What to work on: Your job is to set down the stretch of entries that opens with the line containing "task: draw the outline of every instance of the **lake**" and closes with the line containing "task: draw the outline of every instance of the **water". Keep both end lines, copy each exactly, and add nothing.

Input data:
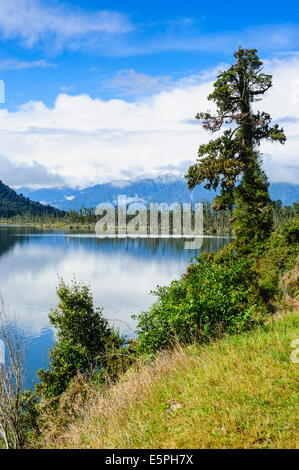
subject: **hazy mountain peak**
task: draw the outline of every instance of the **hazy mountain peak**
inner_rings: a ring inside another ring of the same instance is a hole
[[[97,184],[84,189],[45,188],[30,190],[21,188],[25,196],[40,202],[46,202],[59,209],[78,210],[81,207],[96,207],[102,202],[115,203],[119,195],[126,195],[128,202],[143,201],[195,202],[209,201],[215,197],[215,191],[207,191],[196,187],[190,191],[185,178],[173,174],[164,174],[156,178],[138,178],[134,180],[116,180],[111,183]],[[283,204],[292,205],[299,200],[299,185],[290,183],[272,183],[270,194],[273,200],[281,200]]]

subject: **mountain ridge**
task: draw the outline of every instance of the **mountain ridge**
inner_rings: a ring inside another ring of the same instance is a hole
[[[284,205],[299,201],[299,184],[272,183],[269,188],[273,200],[280,200]],[[41,188],[32,190],[22,187],[17,192],[30,197],[35,202],[49,204],[60,210],[79,210],[81,207],[96,207],[102,202],[116,203],[119,195],[126,195],[128,202],[145,203],[165,202],[211,202],[215,191],[196,187],[190,191],[184,178],[144,178],[139,180],[112,181],[86,188]]]

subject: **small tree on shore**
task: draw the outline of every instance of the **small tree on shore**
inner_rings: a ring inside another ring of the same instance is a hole
[[[220,188],[214,208],[234,207],[237,249],[246,252],[269,236],[273,224],[269,183],[258,147],[263,139],[283,144],[286,136],[282,128],[271,124],[268,113],[252,108],[252,103],[260,101],[272,86],[272,76],[262,72],[257,51],[239,48],[234,56],[235,63],[219,74],[208,96],[216,104],[216,114],[208,111],[196,115],[206,130],[230,128],[199,147],[197,163],[186,177],[190,189],[202,183],[206,189]]]
[[[37,395],[57,398],[77,374],[92,376],[111,372],[113,353],[123,344],[119,336],[95,309],[90,288],[61,279],[57,288],[59,305],[49,315],[56,328],[57,341],[50,353],[49,370],[40,370]]]

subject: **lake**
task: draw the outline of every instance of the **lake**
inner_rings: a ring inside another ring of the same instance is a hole
[[[216,252],[226,237],[204,238],[201,251]],[[59,277],[89,284],[96,307],[128,336],[132,315],[146,310],[150,291],[184,273],[200,250],[185,249],[183,239],[98,238],[74,231],[40,231],[0,226],[0,295],[26,340],[25,386],[48,363],[55,331],[48,314],[57,306]]]

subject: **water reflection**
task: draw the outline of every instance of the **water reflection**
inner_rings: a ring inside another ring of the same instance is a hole
[[[218,251],[227,243],[207,238],[202,250]],[[53,342],[48,313],[57,305],[60,276],[89,284],[95,305],[122,332],[133,334],[131,315],[149,307],[154,299],[150,291],[177,278],[198,254],[185,250],[180,239],[100,239],[0,227],[0,294],[28,341],[27,381],[45,365]]]

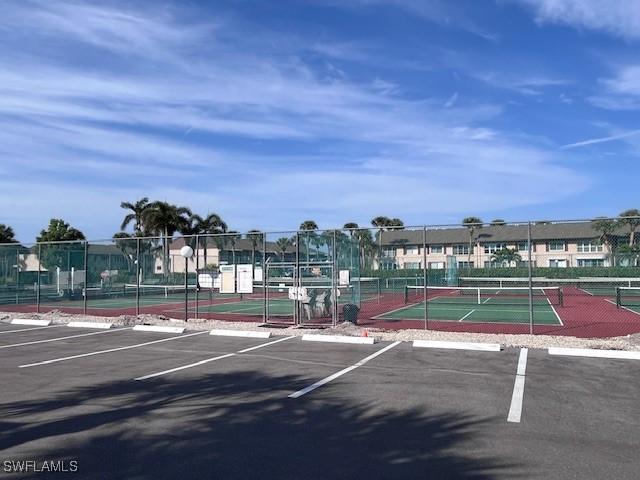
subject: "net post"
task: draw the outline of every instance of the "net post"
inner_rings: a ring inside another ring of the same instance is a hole
[[[338,262],[336,261],[336,255],[338,253],[338,249],[336,247],[336,239],[338,237],[338,231],[333,230],[333,246],[331,248],[331,289],[333,290],[333,326],[335,327],[338,324],[338,271],[337,266]]]
[[[186,245],[185,241],[185,245]],[[167,288],[167,295],[169,291]],[[184,323],[189,321],[189,257],[184,257]]]
[[[427,227],[422,227],[422,276],[424,291],[422,292],[422,300],[424,301],[424,329],[429,330],[429,312],[427,311],[427,286],[429,284],[429,273],[427,271]],[[408,294],[409,292],[406,292]],[[406,302],[405,302],[406,303]]]
[[[83,295],[83,299],[82,299],[82,311],[83,313],[86,315],[87,314],[87,287],[88,287],[88,281],[89,281],[89,275],[88,275],[88,266],[87,266],[87,262],[89,259],[89,242],[85,241],[84,242],[84,295]],[[73,289],[73,284],[71,285],[71,288]]]
[[[527,250],[529,253],[528,276],[529,276],[529,333],[533,335],[533,268],[532,268],[532,245],[531,245],[531,222],[527,224]]]
[[[298,290],[302,286],[302,281],[300,280],[300,232],[296,230],[295,236],[296,243],[296,266],[293,271],[293,285]],[[286,258],[286,255],[283,255]],[[309,264],[309,248],[307,248],[306,252],[307,257],[307,265]],[[293,301],[293,324],[299,325],[302,322],[300,321],[300,302],[298,300]]]
[[[620,308],[622,306],[622,289],[620,287],[616,287],[616,308]]]
[[[136,238],[136,317],[140,316],[140,237]]]
[[[480,293],[482,290],[478,287],[478,291],[476,292],[478,297],[478,305],[482,305],[482,294]]]
[[[36,312],[40,313],[40,286],[42,276],[42,244],[38,243],[38,290],[36,291]]]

Solved exercise:
task: draw the outline of every instance of the **lake**
inner_rings: a ring inside another ring of the same instance is a hole
[[[216,252],[226,237],[204,238],[201,251]],[[59,277],[89,284],[96,307],[128,336],[132,315],[146,310],[150,291],[184,273],[200,250],[185,249],[183,239],[98,238],[74,231],[40,231],[0,226],[0,295],[26,340],[25,386],[48,363],[55,331],[48,314],[57,306]]]

subject: **water reflection**
task: draw the outline of every instance of the **water reflection**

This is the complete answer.